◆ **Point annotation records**
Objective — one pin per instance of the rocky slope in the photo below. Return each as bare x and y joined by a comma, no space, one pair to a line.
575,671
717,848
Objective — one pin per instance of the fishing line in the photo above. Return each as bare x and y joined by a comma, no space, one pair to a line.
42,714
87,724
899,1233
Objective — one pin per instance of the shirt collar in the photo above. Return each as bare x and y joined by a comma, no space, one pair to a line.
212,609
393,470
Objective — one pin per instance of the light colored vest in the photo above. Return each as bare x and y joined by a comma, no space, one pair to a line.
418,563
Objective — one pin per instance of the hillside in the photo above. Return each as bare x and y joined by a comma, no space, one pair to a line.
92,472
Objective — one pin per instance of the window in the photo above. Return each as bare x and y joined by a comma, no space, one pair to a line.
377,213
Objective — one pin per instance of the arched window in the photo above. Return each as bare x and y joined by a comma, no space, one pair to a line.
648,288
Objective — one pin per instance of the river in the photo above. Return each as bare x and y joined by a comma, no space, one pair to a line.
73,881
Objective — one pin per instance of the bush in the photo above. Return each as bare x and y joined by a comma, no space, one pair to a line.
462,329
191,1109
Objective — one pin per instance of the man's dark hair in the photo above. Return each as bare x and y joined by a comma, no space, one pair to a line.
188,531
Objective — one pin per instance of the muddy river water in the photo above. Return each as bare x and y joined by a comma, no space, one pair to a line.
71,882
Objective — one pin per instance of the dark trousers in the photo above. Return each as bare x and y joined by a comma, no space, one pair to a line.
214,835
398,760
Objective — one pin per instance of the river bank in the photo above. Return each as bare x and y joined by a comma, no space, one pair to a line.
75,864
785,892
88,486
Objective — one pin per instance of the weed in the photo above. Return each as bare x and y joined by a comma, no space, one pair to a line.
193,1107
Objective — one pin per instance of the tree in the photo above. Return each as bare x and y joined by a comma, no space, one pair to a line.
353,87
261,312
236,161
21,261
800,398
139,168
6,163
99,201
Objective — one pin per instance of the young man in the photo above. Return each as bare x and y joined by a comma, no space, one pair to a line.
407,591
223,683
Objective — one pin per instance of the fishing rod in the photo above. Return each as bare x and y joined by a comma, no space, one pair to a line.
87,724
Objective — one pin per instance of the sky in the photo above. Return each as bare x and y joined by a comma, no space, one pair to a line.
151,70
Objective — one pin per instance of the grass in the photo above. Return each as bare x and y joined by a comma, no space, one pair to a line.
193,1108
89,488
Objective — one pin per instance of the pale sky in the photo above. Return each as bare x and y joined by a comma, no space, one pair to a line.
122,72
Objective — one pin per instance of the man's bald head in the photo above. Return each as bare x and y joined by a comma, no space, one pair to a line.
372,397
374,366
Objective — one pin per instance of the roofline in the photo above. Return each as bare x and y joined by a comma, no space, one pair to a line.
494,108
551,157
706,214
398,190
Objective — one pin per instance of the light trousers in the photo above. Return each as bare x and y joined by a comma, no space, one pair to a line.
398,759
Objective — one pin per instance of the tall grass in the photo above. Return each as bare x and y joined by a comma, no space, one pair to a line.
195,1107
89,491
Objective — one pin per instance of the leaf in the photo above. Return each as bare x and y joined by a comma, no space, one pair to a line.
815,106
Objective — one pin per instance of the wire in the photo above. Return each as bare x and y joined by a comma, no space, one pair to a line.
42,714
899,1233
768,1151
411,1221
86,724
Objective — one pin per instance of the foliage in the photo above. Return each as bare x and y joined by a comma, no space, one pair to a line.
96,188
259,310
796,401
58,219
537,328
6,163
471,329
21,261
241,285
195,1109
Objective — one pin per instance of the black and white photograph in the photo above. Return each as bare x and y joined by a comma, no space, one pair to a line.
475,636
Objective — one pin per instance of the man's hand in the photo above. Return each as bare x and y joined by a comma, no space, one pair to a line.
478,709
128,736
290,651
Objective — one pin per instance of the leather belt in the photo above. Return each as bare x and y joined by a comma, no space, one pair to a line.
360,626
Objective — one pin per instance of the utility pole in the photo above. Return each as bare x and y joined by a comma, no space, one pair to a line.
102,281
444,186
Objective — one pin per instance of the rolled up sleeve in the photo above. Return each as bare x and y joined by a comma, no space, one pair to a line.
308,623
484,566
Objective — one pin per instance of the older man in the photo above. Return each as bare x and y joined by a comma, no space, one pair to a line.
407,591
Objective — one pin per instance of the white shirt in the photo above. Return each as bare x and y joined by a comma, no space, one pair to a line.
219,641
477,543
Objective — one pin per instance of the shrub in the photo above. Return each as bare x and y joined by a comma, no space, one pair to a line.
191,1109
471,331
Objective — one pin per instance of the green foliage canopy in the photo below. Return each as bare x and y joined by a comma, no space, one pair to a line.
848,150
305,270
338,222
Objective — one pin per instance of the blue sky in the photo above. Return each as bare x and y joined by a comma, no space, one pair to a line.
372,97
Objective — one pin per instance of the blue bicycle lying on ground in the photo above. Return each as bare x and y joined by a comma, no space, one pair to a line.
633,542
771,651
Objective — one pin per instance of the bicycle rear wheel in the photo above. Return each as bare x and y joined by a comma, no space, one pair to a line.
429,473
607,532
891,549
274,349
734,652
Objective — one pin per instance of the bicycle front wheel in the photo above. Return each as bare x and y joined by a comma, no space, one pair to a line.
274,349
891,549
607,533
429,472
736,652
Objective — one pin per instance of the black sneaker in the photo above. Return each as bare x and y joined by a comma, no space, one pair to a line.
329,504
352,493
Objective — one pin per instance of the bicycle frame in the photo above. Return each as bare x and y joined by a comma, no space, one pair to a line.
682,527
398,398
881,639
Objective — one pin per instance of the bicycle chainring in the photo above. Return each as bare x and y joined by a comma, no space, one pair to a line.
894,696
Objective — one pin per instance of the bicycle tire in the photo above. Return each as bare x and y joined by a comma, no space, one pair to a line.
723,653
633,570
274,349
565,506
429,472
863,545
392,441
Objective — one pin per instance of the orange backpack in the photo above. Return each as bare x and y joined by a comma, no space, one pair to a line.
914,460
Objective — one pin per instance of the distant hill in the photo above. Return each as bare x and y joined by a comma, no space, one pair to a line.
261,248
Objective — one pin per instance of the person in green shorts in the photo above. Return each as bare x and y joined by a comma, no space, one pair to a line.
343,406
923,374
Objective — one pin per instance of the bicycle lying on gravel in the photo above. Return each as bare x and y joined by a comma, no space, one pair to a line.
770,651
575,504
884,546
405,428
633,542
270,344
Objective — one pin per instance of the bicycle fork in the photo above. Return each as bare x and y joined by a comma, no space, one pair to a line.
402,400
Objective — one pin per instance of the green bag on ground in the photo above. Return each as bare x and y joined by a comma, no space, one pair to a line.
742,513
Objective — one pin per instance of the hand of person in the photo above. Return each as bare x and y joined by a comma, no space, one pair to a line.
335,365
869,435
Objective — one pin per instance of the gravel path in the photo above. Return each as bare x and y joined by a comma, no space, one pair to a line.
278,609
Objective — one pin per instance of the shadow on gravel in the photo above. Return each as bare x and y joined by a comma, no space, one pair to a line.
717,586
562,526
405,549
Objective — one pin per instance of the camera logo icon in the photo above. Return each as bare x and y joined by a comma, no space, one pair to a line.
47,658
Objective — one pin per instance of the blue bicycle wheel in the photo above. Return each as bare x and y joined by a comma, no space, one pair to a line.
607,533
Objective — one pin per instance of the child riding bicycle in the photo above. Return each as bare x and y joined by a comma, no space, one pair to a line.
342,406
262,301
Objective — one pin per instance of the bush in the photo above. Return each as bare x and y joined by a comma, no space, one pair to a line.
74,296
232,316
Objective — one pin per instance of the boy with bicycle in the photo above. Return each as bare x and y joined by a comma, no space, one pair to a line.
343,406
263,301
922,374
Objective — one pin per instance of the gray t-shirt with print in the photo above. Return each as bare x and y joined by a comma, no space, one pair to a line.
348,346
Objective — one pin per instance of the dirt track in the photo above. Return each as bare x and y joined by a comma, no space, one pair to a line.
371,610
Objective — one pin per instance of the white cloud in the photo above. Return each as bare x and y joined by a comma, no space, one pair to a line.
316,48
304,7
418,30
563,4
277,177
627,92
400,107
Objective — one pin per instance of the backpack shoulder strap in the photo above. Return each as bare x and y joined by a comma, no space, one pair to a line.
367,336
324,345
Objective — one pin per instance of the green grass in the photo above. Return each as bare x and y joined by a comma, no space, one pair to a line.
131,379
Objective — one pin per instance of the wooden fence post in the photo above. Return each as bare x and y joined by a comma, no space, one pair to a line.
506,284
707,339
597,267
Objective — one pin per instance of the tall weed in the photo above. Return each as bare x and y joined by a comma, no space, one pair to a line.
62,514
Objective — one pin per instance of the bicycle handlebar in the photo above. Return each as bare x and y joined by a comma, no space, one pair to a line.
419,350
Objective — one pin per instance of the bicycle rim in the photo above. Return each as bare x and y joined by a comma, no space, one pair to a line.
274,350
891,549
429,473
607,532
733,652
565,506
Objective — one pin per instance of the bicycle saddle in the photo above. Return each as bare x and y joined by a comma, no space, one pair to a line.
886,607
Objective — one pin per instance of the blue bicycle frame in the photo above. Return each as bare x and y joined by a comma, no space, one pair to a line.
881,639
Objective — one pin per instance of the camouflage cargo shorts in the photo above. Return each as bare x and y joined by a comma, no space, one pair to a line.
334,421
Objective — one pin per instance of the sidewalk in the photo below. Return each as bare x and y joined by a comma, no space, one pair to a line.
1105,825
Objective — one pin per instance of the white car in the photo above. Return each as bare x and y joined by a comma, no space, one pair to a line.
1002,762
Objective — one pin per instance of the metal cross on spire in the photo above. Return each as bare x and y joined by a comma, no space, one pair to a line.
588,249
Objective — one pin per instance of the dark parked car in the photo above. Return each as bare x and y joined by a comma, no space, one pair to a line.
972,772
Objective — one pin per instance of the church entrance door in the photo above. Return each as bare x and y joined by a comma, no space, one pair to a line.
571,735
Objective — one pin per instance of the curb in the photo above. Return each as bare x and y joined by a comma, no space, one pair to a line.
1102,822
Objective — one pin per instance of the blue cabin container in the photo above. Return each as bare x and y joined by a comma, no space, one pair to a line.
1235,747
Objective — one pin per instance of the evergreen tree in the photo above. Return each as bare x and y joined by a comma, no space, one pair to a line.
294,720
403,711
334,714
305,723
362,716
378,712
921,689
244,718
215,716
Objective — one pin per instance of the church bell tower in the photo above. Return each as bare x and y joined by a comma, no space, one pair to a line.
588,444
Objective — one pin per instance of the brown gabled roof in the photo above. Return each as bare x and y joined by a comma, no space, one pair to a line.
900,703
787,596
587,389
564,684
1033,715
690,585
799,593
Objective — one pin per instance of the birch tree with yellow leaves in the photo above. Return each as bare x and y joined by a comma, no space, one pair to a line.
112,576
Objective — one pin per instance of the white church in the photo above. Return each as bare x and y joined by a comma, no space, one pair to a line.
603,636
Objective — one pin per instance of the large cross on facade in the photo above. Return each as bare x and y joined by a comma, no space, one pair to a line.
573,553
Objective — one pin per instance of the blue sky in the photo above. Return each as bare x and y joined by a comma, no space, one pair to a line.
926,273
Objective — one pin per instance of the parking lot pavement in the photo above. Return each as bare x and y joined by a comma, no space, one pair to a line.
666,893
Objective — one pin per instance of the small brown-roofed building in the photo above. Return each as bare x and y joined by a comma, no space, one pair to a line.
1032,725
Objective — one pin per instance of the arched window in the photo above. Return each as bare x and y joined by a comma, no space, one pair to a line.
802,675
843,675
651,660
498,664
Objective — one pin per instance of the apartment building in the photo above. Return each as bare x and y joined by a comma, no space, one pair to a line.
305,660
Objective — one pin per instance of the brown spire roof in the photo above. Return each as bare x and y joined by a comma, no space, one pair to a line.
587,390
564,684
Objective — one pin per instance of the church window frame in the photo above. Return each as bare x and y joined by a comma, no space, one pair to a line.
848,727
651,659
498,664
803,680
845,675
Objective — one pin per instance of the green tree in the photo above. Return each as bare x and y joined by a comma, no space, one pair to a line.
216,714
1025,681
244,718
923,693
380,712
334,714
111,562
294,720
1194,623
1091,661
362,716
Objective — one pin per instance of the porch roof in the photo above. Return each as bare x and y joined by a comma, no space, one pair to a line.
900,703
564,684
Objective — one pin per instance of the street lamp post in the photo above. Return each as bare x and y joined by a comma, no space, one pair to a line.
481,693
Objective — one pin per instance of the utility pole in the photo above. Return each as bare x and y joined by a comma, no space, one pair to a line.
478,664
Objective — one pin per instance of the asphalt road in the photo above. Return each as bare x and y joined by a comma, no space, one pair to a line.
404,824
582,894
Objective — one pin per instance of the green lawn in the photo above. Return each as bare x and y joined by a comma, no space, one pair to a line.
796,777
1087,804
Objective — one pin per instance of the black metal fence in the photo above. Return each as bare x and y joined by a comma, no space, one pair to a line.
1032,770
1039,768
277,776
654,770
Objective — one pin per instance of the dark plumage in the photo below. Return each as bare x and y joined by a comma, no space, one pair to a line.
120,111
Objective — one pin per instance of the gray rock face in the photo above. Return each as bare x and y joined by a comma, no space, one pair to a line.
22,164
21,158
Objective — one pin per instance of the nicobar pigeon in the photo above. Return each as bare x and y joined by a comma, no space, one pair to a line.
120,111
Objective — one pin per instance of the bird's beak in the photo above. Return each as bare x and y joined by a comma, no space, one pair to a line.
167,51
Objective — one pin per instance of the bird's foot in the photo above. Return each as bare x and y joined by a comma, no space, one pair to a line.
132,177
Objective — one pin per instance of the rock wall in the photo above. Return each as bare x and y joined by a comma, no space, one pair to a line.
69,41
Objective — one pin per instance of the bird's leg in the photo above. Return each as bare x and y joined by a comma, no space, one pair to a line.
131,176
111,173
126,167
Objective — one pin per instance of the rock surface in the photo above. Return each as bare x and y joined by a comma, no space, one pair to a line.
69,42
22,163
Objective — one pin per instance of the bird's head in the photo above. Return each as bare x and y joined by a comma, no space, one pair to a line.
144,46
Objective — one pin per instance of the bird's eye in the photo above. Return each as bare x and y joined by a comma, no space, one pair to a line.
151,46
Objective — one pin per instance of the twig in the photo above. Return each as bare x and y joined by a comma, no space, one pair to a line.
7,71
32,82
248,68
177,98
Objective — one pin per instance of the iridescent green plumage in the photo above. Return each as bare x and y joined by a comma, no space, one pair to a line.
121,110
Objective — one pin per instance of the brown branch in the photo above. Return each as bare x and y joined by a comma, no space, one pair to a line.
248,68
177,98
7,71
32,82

◆ **THE REQUEST**
Beginning at the line that holds "Objective — one pin per instance of the bird's beak", reproduce each line of the records above down to and including the last one.

◆ **RESULT FOR THIS EXERCISE**
Objective — one pin per instance of the bird's beak in the photo above. Return each as bare x and y joined by a comma, no space, one pair to a line.
167,51
Objective — one pin per instance of the bird's foot in the photo above. Return each as bare x and y joined by a comma, no space, one pair to a line.
132,177
Objective — one pin per instance of the rock wall in the photo above. Return each as bare x and y joined by a comma, no space, one pair to a line.
69,41
Objective — one pin per instance of the bird's leg in the photo above. Return each as bare x and y joined by a comma, no space, one pair to a line.
131,176
111,173
126,167
Objective — one pin per instance of the rock surface in the photo above. Return each as bare x and y joined by a comma, no space, one pair to a line.
69,42
22,163
Objective — one pin per instance of the bird's head in the photo above. Return each as bare x and y joined by a comma, no space, one pair to a line.
144,46
Objective — one pin per instance of the bird's eye in the photo above. Return each as bare x and y joined by a comma, no space, one pair to a line.
151,46
Objective — one pin per instance of the twig in the photo above. Return each as bare x and y joined by a comma, no space, one pair to a line.
7,71
32,82
248,68
177,98
Objective — one pin per instance of the iridescent green plumage in the photo above. Return each as bare x and y joined by a comma, no space, one pair to a line.
121,110
Objective — one pin per instance of the brown branch in the photo above. Return each as bare x and y joined by a comma, no space, one pair to a line.
248,68
177,98
7,71
32,82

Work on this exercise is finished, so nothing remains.